Quoting DocLightning (Reply 137): And they would be unambiguously wrong. Your religious freedom is the freedom to practice your own religion. When that practice steps on the rights of others, then the establishment clause steps in. |
Doc - just wanted to be clear that I agree with you 100% on this. Unfortunately there are MANY people in the US who don't see the logical disconnect behind religious justification for government action other than to protect people's right to worship how they please.
The most common argument I hear on this is to the effect that "the majority of people believe that X (Gay Marriage for example) is wrong, therefore it should be the law of the land." Even if that majority believe it is wrong primarily on religious or personal preference grounds. The problem there is that if we want to just go with the majority opinion on issues of personal freedom our Constitution and Bill of Rights are redundant.
I think it comes down to how fundamentally the preferences of the majority impact the individual freedoms of a minority, especially when exercise of those freedoms can't be shown to materially injure others.
For example, the majority probably believe that public nudity should be curtailed, if for no other reason than that they don't want to see other people naked. Homophobes or religious/social conservative individuals might make the same argument about married gay couples - ie they "don't want to see that" - either because they personally find it offensive or religiously sinful. In both cases one would be hard pressed to articulate how the presence of either public nudity or married gay couples might materially injure another person. After all, over the course of history humans have probably been naked a lot longer than they have been dressed. The difference is that depriving an individual of the freedom to dispense with clothing is orders of magnitude less of an imposition by the majority than depriving gay people of their ability to exercise one of the basic human rights that heterosexuals enjoy (entering into a marriage bond with another person).
Please understand I'm not trying to compare gay people to nudists, it just works well for the logic of my argument.
Quoting mbmbos (Reply 136): Nothing definitive has been worked out, but there's a lot of attention paid to an answer that is both nature and nurture; i.e., genetic proclivity (nature) coupled with exposure to certain hormones in utero (nurture). |
I'm a big fan of science, but I wonder sometimes what the point of even answering this question might be, other than to show that people don't simply select their orientation. The fact is that most people are straight ('mostly straight' I should probably say) and some aren't. And both contribute positively to the "fabric of society". I'm straight and grew up programmed to be a homophobe, but being a member of a minority group myself (non-religious) I now see that we need to work toward an attitude where people can just be who they are as long as it isn't hurting anybody else. Whatever your thing happens to be.
Call me cynical, but I think that if we ever do conclusively discover the 'cause' of homosexuality, the same people who have consistently called being gay a choice would probably be the first ones to abandon that view and advocate pursuing ways to intervene genetically or hormonally to "cure" homosexuality in utero.

## RECORDS PROVIDED
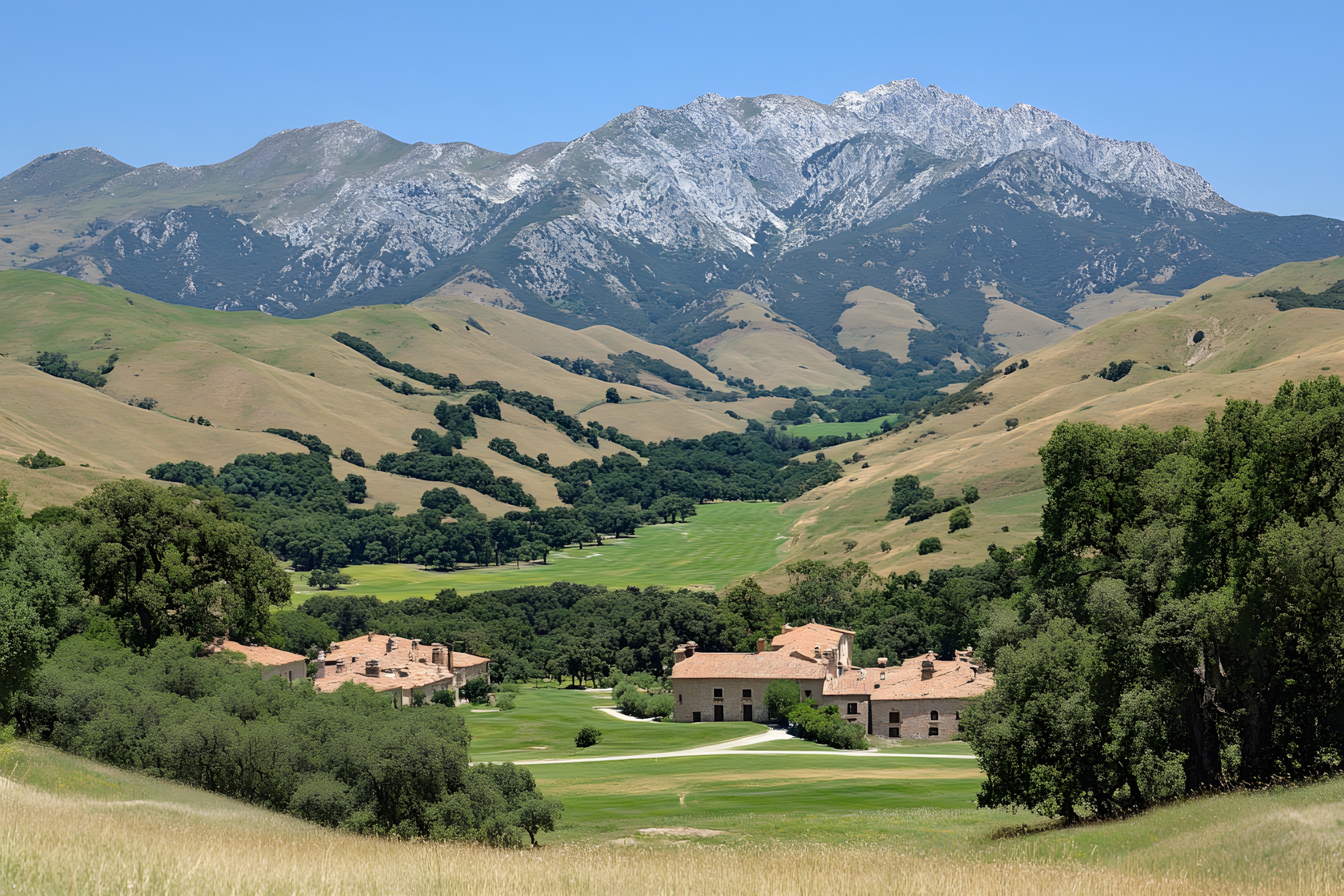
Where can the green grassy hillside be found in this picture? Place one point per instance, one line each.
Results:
(248, 372)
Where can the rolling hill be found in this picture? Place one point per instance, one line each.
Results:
(1218, 340)
(249, 372)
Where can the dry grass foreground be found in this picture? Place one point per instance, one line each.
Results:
(84, 828)
(58, 844)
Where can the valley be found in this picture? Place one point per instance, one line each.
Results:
(892, 494)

## BRIEF
Rewrite the forum post between "I think it comes" and "materially injure others.", inclusive, substituting "profoundly" for "fundamentally". The entries come from a source unrelated to the forum post.

## TASK OUTPUT
I think it comes down to how profoundly the preferences of the majority impact the individual freedoms of a minority, especially when exercise of those freedoms can't be shown to materially injure others.